[TESTO FORNITO]
----------------
Le prigioniere politiche iraniane stanno subendo una repressione brutale nella sezione femminile del carcere di Evin. Come attiviste e attivisti per i diritti umani, siamo solidali con le donne iraniane e chiediamo un’indagine internazionale indipendente.

Settanta donne di idee, affiliazioni e generazioni diverse sono attualmente prigioniere politiche nella più famigerata delle carceri iraniane. Vi si trovano ingiustamente, solo per aver lottato per la libertà e per i diritti umani in Iran.

Da lì, ci hanno raccontato che il 6 agosto le forze di sicurezza e le guardie penitenziarie hanno fatto irruzione nella loro sezione con una violenza brutale. Secondo le informazioni ricevute, verificate e confermate da diversi organi di stampa indipendenti, numerose prigioniere politiche sono state picchiate dalle guardie penitenziarie e dagli agenti di sicurezza perché protestavano per l’impiccagione di Reza (Gholamreza) Rasaei, avvenuta quella mattina.

Le prigioniere avevano già manifestato in modo analogo, a volte di loro iniziativa e a volte per contribuire ad altre mobilitazioni, per chiedere l’annullamento delle condanne a morte della loro compagna di prigionia Pakhshan Azizi – una giornalista iraniana di origini curde – e di altre tre donne: l’attivista per i diritti del lavoro Sharifeh Mohammadi, l’attivista per i diritti delle donne Varisheh Moradi e Nassim Gholam Simiari.

A causa dell’aggressione e delle gravi ferite inflitte, numerose prigioniere hanno perso conoscenza e altre sono state steccate dopo un esame sommario da parte del medico del carcere, senza ricevere cure mediche adeguate.

Nel contesto dell’aumento della repressione interna contro attiviste e attivisti per i diritti umani e contro dissidenti politici, esprimiamo allarme per l’aumento delle esecuzioni che hanno raggiunto un drammatico picco il 7 agosto, con 29 esecuzioni in una sola giornata, 26 delle quali collettivamente nella prigione Gesel Hasar della città di Karaj.
----------------
[ESERCIZIO 1]
Rispondi a queste domande sul testo sulle prigioniere di Evin:
(a) Quante donne sono attualmente prigioniere politiche nel carcere?
(b) In che giorno le forze di sicurezza e le guardie hanno fatto irruzione nella sezione femminile?
(c) Quante esecuzioni ci sono state il 7 agosto?
[ESERCIZIO 2] Traduci in inglese, per favore, questa frase del testo sulle prigioniere di Evin: "Vi si trovano ingiustamente, solo per aver lottato per la libertà e per i diritti umani in Iran."
[ESERCIZIO 3] Prosegui il testo sulle prigioniere di Evin dopo l'ultima frase.
I dati sono materiale distinto dal testo.

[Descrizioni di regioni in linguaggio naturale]
----------------
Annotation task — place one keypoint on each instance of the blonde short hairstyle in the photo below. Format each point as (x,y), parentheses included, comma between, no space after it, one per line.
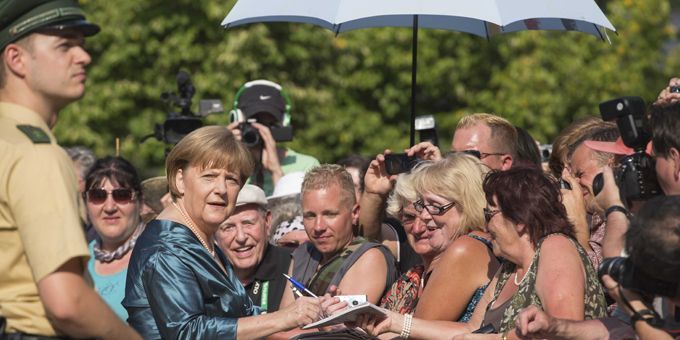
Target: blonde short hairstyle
(210,147)
(458,178)
(325,175)
(503,133)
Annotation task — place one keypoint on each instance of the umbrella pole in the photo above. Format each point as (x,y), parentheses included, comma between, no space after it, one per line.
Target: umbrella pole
(414,68)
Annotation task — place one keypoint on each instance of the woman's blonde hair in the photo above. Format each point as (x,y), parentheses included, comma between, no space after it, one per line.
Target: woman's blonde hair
(458,178)
(210,147)
(404,192)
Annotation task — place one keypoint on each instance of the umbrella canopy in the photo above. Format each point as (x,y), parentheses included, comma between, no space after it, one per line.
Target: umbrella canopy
(481,17)
(484,18)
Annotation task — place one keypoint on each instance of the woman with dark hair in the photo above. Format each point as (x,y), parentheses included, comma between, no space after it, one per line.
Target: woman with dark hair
(543,264)
(113,197)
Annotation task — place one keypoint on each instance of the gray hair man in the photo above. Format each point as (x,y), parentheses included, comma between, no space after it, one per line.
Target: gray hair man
(243,239)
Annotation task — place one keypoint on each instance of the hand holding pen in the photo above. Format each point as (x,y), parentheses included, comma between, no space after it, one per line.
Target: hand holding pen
(298,287)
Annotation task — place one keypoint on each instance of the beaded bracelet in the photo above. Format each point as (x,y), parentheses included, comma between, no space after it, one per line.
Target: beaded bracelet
(406,327)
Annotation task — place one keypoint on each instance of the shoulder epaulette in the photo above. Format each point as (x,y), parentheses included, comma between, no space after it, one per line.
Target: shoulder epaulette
(35,134)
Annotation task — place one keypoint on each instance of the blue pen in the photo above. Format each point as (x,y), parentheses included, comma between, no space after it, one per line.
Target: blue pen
(299,285)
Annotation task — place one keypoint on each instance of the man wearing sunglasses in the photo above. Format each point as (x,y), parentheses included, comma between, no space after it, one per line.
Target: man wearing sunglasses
(43,293)
(488,137)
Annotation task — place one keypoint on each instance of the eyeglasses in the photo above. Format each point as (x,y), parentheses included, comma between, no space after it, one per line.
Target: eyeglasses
(489,214)
(481,155)
(99,196)
(432,209)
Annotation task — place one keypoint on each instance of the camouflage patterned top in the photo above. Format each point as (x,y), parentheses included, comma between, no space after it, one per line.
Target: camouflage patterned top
(595,305)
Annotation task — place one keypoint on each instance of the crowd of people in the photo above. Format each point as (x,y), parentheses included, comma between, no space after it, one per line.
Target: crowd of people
(484,241)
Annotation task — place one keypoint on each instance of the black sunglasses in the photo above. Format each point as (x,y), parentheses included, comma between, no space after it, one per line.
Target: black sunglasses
(481,155)
(121,195)
(489,214)
(434,210)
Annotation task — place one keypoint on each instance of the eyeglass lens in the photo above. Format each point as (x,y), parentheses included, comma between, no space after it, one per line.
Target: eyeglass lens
(432,209)
(489,214)
(98,196)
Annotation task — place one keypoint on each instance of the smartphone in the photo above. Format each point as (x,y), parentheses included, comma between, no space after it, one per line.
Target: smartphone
(396,163)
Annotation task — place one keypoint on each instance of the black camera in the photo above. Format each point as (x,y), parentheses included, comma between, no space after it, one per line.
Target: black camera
(635,176)
(425,125)
(251,137)
(396,163)
(179,124)
(623,271)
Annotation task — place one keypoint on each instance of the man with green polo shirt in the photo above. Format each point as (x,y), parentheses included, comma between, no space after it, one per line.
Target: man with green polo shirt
(43,291)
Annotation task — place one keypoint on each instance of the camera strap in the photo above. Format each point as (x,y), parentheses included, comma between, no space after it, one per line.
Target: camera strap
(648,315)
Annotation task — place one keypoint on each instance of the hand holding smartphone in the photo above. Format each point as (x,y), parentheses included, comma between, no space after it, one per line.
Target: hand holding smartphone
(396,163)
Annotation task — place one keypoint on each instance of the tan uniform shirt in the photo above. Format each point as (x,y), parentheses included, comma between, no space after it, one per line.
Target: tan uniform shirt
(39,221)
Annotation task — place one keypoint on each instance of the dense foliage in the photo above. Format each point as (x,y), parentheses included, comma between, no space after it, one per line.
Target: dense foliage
(351,93)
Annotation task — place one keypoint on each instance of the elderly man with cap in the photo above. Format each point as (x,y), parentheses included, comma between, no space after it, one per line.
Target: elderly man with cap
(43,293)
(243,239)
(266,106)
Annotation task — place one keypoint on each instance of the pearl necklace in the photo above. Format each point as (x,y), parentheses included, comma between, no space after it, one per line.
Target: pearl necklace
(523,277)
(193,228)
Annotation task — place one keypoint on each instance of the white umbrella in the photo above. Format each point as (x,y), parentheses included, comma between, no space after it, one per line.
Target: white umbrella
(480,17)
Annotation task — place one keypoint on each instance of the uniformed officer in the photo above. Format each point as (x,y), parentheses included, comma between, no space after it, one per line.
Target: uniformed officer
(43,292)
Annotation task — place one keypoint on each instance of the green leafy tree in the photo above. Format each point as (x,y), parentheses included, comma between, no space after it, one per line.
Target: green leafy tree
(351,93)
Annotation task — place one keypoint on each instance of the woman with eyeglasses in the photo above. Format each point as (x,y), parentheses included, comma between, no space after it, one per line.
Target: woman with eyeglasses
(180,285)
(113,200)
(543,263)
(450,208)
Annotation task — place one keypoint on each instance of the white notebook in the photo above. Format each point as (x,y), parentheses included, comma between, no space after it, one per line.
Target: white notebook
(349,315)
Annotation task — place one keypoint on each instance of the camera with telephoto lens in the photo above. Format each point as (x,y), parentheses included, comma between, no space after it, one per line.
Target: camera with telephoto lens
(251,137)
(623,271)
(179,124)
(635,174)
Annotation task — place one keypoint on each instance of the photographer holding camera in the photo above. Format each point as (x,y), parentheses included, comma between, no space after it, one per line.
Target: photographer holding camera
(261,118)
(653,246)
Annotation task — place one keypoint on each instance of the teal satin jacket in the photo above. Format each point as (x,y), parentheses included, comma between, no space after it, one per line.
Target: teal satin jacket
(174,290)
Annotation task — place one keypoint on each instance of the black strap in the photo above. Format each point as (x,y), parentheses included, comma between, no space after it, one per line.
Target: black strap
(614,208)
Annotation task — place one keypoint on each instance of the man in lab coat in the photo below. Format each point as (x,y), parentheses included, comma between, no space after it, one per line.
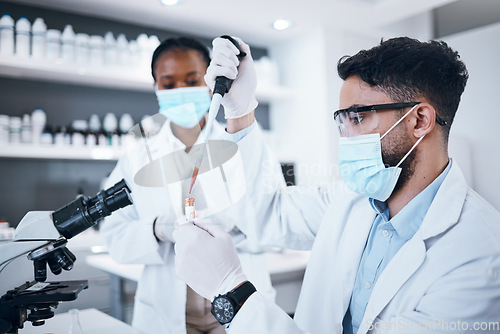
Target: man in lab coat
(409,248)
(142,233)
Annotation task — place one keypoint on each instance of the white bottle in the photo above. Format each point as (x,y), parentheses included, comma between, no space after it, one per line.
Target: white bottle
(80,127)
(26,134)
(154,41)
(94,123)
(126,123)
(15,130)
(4,129)
(134,55)
(53,46)
(38,120)
(23,38)
(82,49)
(144,52)
(110,123)
(110,53)
(38,37)
(96,55)
(6,35)
(68,45)
(122,50)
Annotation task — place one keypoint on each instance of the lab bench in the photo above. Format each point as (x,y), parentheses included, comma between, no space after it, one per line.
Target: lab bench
(92,321)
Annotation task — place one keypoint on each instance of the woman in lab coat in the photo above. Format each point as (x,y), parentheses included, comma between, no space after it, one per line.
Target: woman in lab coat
(141,234)
(445,274)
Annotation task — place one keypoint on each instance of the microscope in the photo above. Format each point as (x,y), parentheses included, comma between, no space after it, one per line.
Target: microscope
(43,235)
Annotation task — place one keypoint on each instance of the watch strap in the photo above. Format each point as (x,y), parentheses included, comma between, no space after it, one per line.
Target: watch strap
(241,293)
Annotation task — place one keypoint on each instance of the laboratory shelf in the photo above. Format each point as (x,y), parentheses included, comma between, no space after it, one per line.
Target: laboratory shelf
(101,76)
(60,152)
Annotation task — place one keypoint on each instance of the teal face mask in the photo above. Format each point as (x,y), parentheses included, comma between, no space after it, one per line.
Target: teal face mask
(362,168)
(185,106)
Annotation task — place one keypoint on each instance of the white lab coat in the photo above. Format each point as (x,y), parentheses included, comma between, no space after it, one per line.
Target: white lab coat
(448,274)
(160,299)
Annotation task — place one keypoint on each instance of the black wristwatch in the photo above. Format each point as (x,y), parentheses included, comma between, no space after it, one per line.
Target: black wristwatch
(224,307)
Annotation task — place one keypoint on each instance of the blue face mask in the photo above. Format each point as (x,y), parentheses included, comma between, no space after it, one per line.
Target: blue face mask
(362,168)
(185,106)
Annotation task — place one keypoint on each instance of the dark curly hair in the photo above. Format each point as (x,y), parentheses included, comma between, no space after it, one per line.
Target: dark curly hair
(406,69)
(179,44)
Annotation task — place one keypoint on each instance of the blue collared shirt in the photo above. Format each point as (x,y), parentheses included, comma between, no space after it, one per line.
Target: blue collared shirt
(386,237)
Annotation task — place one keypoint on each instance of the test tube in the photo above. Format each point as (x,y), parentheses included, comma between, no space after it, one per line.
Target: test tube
(189,209)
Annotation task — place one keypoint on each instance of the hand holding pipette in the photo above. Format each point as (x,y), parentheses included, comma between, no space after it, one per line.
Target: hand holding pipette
(229,67)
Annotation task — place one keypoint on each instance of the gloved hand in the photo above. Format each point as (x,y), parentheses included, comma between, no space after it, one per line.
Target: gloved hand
(240,100)
(206,259)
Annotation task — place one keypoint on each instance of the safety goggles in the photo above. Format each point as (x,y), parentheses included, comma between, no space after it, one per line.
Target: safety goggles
(356,121)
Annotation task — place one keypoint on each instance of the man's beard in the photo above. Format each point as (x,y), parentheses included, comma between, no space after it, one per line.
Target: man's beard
(396,146)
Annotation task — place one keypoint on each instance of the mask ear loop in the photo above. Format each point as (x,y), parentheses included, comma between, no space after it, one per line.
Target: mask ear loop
(412,148)
(399,121)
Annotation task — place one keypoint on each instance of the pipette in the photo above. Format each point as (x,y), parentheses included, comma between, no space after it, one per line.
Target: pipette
(222,85)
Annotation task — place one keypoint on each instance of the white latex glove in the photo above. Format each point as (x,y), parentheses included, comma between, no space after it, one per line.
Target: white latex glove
(240,100)
(206,259)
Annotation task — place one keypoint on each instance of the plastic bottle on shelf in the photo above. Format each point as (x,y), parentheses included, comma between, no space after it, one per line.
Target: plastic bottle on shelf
(126,123)
(4,129)
(6,35)
(61,136)
(23,38)
(38,38)
(38,120)
(53,46)
(82,48)
(122,51)
(102,140)
(26,134)
(96,50)
(144,50)
(47,136)
(110,53)
(110,127)
(94,123)
(91,138)
(124,126)
(154,41)
(79,130)
(15,129)
(68,45)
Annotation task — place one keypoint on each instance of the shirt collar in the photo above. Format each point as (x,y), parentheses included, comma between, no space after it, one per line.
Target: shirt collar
(408,220)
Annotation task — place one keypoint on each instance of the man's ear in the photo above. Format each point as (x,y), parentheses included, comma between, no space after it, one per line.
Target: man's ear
(426,119)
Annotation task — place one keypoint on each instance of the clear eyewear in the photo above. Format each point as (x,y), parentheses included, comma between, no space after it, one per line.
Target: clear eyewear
(355,121)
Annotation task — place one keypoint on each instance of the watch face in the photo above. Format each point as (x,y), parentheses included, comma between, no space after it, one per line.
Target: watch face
(223,309)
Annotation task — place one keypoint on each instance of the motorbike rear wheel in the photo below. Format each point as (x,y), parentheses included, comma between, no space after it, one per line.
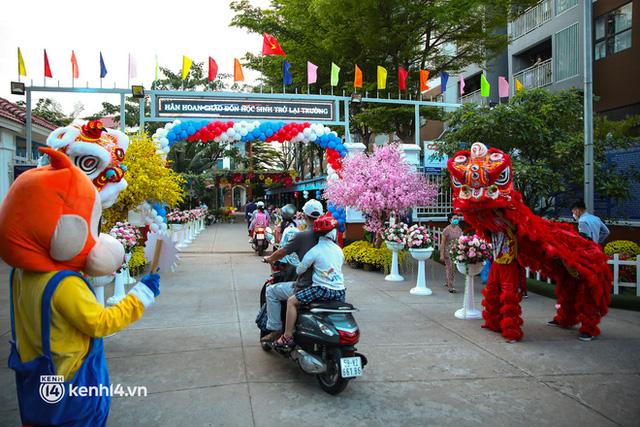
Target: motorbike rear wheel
(332,381)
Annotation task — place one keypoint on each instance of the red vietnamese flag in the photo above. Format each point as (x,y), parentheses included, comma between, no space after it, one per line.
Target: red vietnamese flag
(47,68)
(270,46)
(213,69)
(402,78)
(424,78)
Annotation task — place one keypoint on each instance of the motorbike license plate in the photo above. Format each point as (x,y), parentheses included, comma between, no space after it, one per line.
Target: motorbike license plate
(351,367)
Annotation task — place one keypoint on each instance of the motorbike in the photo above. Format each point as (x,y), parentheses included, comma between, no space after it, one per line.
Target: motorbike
(324,339)
(261,239)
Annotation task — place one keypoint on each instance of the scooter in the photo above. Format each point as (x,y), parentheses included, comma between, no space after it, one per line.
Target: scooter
(261,239)
(324,340)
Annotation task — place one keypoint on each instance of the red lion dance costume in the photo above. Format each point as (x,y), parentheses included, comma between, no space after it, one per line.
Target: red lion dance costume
(483,192)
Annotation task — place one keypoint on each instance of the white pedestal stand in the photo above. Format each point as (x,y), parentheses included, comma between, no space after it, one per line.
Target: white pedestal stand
(178,233)
(469,310)
(394,276)
(118,290)
(98,284)
(421,255)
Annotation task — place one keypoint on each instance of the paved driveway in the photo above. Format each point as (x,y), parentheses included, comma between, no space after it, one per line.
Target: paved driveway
(197,353)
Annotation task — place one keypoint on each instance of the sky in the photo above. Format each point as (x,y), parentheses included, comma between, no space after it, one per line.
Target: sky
(142,28)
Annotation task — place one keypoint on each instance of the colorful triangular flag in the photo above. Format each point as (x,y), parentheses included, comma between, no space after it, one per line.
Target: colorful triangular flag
(22,70)
(402,78)
(103,67)
(485,87)
(186,66)
(312,73)
(75,70)
(335,74)
(238,75)
(382,77)
(424,78)
(213,69)
(47,68)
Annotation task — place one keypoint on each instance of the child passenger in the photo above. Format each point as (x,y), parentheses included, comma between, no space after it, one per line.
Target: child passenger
(327,281)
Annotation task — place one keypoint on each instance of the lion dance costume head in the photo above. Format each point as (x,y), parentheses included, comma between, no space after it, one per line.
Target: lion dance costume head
(50,221)
(483,191)
(98,152)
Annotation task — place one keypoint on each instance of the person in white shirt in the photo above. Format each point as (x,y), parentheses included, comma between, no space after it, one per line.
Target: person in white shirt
(327,280)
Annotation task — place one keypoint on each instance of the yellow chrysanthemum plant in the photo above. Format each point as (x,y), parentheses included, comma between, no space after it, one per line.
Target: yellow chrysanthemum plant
(149,179)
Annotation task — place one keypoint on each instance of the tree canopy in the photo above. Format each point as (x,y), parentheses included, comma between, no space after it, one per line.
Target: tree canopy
(543,132)
(415,34)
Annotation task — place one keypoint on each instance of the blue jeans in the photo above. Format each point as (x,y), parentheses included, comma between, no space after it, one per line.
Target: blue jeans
(275,295)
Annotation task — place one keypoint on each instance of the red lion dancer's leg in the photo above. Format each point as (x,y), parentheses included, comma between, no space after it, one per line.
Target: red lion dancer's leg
(491,301)
(510,297)
(566,293)
(589,314)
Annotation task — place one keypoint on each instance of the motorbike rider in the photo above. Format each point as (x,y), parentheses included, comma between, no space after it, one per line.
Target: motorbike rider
(299,244)
(260,218)
(327,281)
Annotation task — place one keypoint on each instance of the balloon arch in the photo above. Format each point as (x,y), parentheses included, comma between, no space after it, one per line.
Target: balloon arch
(269,131)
----------------
[SOLUZIONE 1]
(a) Settanta.
(b) Il 6 agosto.
(c) 29.

[SOLUZIONE 2] They are there unjustly, only for having fought for freedom and for human rights in Iran.

[SOLUZIONE 3]
Lontano dagli sguardi dell’opinione pubblica e mentre l’attenzione della stampa si concentra sulle crescenti tensioni in Medio Oriente, la Repubblica islamica iraniana continua la sua guerra principale: quella in grande stile contro chi le si oppone e contro le donne iraniane.

Ora più che mai le prigioniere del carcere di Evin si ergono come bastione della resistenza nella lotta per la libertà. Queste donne, ingiustamente e illegalmente detenute come prigioniere politiche, meritano la nostra ammirazione e urge mobilitarci per loro.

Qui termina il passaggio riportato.